Required task. Copy the listing below word for word, from the line with "ear on this photo." up to and including the line with "<point>206,653</point>".
━━━━━━━━
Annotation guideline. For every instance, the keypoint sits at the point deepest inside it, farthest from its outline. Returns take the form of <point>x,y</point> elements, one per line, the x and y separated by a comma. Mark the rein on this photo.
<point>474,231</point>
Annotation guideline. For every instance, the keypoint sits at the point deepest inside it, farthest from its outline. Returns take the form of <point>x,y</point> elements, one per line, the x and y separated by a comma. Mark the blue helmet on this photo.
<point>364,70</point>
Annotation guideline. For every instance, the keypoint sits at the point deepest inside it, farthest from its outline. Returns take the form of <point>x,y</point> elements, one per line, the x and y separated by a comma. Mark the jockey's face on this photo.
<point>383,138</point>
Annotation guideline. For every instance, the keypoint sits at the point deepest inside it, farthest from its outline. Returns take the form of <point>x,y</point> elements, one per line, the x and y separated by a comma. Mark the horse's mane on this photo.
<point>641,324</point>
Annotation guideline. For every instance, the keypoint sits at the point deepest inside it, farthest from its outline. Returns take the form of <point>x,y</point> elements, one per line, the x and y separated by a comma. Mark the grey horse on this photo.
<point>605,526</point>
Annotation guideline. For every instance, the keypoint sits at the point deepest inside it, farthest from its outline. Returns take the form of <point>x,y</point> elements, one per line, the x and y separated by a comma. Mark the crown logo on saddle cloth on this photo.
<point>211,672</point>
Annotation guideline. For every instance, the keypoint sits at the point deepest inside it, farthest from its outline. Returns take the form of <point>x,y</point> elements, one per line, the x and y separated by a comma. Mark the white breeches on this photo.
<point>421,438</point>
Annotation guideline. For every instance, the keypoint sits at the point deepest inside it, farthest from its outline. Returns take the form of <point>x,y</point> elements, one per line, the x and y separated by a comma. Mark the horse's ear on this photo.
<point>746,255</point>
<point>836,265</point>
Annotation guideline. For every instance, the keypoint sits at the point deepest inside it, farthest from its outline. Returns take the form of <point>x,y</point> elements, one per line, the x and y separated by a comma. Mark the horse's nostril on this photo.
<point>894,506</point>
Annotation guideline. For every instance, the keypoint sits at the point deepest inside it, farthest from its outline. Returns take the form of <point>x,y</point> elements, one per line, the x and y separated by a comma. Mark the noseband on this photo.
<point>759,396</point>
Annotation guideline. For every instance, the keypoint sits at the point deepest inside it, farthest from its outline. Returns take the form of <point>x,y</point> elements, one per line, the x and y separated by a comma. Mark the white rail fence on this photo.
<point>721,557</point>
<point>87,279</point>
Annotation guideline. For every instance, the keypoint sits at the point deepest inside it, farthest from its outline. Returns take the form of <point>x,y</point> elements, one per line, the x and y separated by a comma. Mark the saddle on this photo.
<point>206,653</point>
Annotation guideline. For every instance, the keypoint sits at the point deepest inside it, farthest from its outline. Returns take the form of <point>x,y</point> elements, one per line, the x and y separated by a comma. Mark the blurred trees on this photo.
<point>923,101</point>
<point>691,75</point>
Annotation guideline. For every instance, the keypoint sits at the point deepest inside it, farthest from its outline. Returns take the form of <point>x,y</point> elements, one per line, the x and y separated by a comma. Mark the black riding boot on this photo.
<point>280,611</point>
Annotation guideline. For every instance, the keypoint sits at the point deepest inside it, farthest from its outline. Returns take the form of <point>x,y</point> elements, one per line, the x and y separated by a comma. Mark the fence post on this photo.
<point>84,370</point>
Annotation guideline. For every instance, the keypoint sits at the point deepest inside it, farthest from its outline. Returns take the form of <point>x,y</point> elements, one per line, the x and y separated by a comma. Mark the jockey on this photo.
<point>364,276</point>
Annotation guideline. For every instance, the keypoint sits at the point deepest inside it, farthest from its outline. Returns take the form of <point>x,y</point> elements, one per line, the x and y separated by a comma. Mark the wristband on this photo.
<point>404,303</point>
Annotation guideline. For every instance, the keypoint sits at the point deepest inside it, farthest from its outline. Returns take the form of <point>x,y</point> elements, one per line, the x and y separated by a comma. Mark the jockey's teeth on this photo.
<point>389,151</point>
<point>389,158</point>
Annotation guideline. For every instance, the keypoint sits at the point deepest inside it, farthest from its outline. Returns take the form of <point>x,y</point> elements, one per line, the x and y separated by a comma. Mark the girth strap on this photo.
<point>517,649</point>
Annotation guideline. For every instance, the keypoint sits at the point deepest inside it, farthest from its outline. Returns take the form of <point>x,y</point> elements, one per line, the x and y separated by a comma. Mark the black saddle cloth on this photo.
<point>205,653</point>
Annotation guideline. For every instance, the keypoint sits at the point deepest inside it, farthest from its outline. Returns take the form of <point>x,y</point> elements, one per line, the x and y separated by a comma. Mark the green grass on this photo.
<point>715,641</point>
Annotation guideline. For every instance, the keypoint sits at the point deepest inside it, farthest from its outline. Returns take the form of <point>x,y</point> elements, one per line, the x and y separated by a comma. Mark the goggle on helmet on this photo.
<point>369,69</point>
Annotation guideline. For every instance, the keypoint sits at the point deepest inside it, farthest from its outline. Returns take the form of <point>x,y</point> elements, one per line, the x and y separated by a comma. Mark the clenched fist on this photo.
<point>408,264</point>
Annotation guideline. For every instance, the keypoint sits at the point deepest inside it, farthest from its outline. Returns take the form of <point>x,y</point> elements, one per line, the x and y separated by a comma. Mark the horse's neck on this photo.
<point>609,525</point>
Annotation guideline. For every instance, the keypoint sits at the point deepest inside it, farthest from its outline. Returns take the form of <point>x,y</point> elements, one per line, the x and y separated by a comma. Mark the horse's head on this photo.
━━━━━━━━
Output for this exercise.
Annotation guideline. For every instance, the keypoint sits at the point deepest inside it, farthest from its outline. Returns take the form of <point>x,y</point> elements, one per line, the x and y separated by a comma. Mark the horse's ear on this photo.
<point>746,255</point>
<point>836,265</point>
Annotation guideline. For every instance, the keypoint sits at the point deepest inside it, farthest from its outline. Returns take the form of <point>x,y</point> elements, one per line, the x and y separated by a comma. Mark the horse's nostril on this photo.
<point>894,506</point>
Annotation guideline. For every instance, the keypoint sits at the point deepest inside it, farthest from its outline. Returns take the form of <point>x,y</point> elements, one per line, the x and y separated by a comma. Mark the noseband on this photo.
<point>759,396</point>
Annotation guideline. For every instance, the keypoint sits at the point deepest inside it, farthest from its outline. Returns take the form of <point>x,y</point> elements, one per line, the x and y separated by a comma. Mark the white rail fence on this photo.
<point>721,557</point>
<point>87,279</point>
Annotation guideline. For every instance, the keypoint sits at the point deepest inside it, farthest from its outline. Returns take the form of <point>x,y</point> elements, one per line, the x and y separated by a comma. Mark the saddle on this photo.
<point>206,653</point>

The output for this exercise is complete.